AIM OF THE TASK:
Pictures left aside, return the lines below exactly, from the one with "of the healthscope" to the end, including both ends.

MATERIAL PROVIDED:
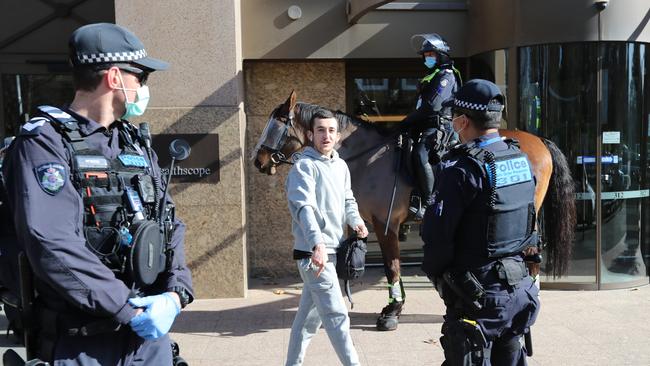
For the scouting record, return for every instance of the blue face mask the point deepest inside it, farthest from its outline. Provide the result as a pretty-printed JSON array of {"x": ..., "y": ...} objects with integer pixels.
[{"x": 430, "y": 61}]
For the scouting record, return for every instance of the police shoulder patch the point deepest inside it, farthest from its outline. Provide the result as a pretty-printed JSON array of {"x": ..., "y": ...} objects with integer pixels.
[
  {"x": 32, "y": 127},
  {"x": 511, "y": 171},
  {"x": 50, "y": 177}
]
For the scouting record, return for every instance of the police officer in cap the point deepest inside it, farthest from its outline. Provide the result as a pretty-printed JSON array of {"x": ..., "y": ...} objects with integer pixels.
[
  {"x": 85, "y": 190},
  {"x": 428, "y": 125},
  {"x": 474, "y": 233}
]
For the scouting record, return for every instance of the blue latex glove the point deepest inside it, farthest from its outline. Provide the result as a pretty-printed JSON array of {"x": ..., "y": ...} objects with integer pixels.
[{"x": 158, "y": 316}]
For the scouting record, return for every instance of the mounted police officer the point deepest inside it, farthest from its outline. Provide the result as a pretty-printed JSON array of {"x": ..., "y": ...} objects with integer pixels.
[
  {"x": 85, "y": 190},
  {"x": 428, "y": 125},
  {"x": 481, "y": 220}
]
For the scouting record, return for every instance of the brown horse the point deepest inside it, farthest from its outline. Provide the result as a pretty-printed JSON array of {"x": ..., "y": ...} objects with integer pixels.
[{"x": 371, "y": 156}]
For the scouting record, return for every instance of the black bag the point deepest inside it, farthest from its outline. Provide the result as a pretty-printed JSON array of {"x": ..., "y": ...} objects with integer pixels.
[{"x": 351, "y": 261}]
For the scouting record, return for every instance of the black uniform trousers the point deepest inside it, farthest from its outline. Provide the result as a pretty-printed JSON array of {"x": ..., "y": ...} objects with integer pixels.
[
  {"x": 120, "y": 348},
  {"x": 507, "y": 311}
]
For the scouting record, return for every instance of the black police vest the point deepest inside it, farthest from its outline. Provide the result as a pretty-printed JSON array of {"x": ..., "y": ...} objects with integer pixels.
[
  {"x": 121, "y": 203},
  {"x": 425, "y": 87},
  {"x": 508, "y": 204}
]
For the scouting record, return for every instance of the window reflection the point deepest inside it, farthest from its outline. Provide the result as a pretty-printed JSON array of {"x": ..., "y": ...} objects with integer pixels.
[
  {"x": 21, "y": 94},
  {"x": 558, "y": 99}
]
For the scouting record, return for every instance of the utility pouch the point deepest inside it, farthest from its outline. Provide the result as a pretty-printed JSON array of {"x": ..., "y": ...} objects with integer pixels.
[
  {"x": 464, "y": 343},
  {"x": 147, "y": 256},
  {"x": 466, "y": 286},
  {"x": 511, "y": 270}
]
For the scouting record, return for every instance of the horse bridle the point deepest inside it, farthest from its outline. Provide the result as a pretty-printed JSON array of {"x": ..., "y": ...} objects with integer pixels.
[{"x": 275, "y": 147}]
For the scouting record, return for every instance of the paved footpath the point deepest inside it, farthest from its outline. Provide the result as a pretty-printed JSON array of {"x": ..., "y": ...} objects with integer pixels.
[{"x": 574, "y": 327}]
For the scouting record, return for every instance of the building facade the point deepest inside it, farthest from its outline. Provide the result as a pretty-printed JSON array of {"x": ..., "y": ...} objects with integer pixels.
[{"x": 573, "y": 71}]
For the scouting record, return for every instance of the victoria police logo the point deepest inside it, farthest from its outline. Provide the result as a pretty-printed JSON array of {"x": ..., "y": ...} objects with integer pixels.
[
  {"x": 512, "y": 171},
  {"x": 51, "y": 177},
  {"x": 132, "y": 160}
]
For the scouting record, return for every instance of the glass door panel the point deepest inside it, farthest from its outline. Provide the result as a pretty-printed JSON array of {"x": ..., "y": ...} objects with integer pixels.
[
  {"x": 622, "y": 184},
  {"x": 557, "y": 100}
]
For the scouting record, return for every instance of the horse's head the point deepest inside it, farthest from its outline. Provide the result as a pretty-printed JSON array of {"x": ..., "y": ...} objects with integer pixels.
[{"x": 280, "y": 138}]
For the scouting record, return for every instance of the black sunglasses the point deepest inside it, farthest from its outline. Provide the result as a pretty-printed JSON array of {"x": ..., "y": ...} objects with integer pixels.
[{"x": 141, "y": 75}]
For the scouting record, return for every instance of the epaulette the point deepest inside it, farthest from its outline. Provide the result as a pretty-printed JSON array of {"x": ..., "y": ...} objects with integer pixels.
[
  {"x": 512, "y": 142},
  {"x": 33, "y": 126},
  {"x": 471, "y": 150}
]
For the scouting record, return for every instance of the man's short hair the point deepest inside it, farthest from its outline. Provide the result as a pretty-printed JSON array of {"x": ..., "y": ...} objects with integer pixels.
[
  {"x": 322, "y": 113},
  {"x": 86, "y": 78}
]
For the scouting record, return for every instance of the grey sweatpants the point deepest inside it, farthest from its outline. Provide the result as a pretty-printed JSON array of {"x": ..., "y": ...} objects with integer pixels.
[{"x": 321, "y": 302}]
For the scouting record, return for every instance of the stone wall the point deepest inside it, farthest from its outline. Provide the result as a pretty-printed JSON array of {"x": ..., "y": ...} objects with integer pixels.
[{"x": 268, "y": 84}]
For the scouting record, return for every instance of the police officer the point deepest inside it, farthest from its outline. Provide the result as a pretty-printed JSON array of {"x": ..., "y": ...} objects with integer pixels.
[
  {"x": 428, "y": 124},
  {"x": 474, "y": 233},
  {"x": 86, "y": 193}
]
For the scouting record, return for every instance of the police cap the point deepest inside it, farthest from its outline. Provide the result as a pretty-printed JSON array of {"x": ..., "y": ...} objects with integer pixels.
[
  {"x": 107, "y": 43},
  {"x": 478, "y": 95}
]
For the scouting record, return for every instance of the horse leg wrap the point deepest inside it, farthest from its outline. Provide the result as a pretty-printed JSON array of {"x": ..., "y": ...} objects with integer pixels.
[
  {"x": 389, "y": 317},
  {"x": 396, "y": 291}
]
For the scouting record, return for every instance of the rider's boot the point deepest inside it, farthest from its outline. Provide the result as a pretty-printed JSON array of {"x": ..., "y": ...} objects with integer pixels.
[{"x": 425, "y": 182}]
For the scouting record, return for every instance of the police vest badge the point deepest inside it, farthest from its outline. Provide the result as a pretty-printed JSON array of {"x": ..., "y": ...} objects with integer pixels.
[{"x": 51, "y": 177}]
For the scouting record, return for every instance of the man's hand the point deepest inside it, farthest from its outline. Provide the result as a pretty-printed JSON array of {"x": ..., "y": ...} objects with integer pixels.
[
  {"x": 362, "y": 230},
  {"x": 158, "y": 315},
  {"x": 319, "y": 258}
]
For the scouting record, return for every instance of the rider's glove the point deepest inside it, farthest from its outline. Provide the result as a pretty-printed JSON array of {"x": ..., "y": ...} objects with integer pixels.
[{"x": 158, "y": 316}]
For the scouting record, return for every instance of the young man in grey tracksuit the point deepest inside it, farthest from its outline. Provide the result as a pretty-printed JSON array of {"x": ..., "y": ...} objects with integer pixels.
[{"x": 321, "y": 204}]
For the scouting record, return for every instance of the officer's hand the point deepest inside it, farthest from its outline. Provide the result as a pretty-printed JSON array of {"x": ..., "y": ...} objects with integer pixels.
[
  {"x": 362, "y": 230},
  {"x": 158, "y": 316},
  {"x": 319, "y": 258}
]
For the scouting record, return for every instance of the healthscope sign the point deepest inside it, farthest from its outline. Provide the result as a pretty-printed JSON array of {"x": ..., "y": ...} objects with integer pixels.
[{"x": 203, "y": 164}]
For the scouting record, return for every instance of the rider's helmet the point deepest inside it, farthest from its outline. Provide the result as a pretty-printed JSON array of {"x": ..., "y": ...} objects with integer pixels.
[{"x": 431, "y": 42}]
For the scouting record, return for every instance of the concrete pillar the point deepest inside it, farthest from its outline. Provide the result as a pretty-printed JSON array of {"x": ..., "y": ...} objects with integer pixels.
[{"x": 201, "y": 93}]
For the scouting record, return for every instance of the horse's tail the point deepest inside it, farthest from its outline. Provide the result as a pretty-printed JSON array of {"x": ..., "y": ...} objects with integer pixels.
[{"x": 560, "y": 213}]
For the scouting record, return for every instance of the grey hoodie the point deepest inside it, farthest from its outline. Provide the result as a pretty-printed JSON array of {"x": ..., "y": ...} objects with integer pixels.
[{"x": 320, "y": 201}]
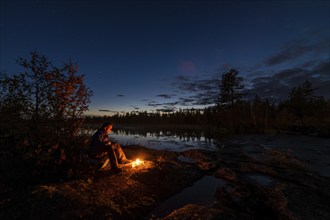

YOUR SOLUTION:
For the scouting record, return for every instance of the healthscope sign the point deepest inside it, farthest from its outline. Provide the result as a pretty-printed JSON array of {"x": ..., "y": ...} objects with integer pixels.
[{"x": 203, "y": 164}]
For the scouting record, return for every instance of the rider's helmet the point deepest inside it, farthest from its outline. Provide the result as a pretty-printed JSON array of {"x": ..., "y": ...} objects with integer pixels.
[{"x": 431, "y": 42}]
For the scouting record, return for every instance of the concrete pillar the point deepest inside it, farthest from its outline. Provide the result as a pretty-printed JSON array of {"x": ..., "y": ...} objects with integer pixels.
[{"x": 201, "y": 93}]
For the scouting record, return for every instance of the horse's tail the point deepest inside it, farthest from its outline. Provide the result as a pretty-printed JSON array of {"x": ..., "y": ...} objects with integer pixels.
[{"x": 560, "y": 213}]
For the scouting record, return for every instance of the grey hoodie the point deepest inside it, farthest from its outline. Provide the result as a pretty-printed JSON array of {"x": ..., "y": ...} objects with integer pixels.
[{"x": 320, "y": 201}]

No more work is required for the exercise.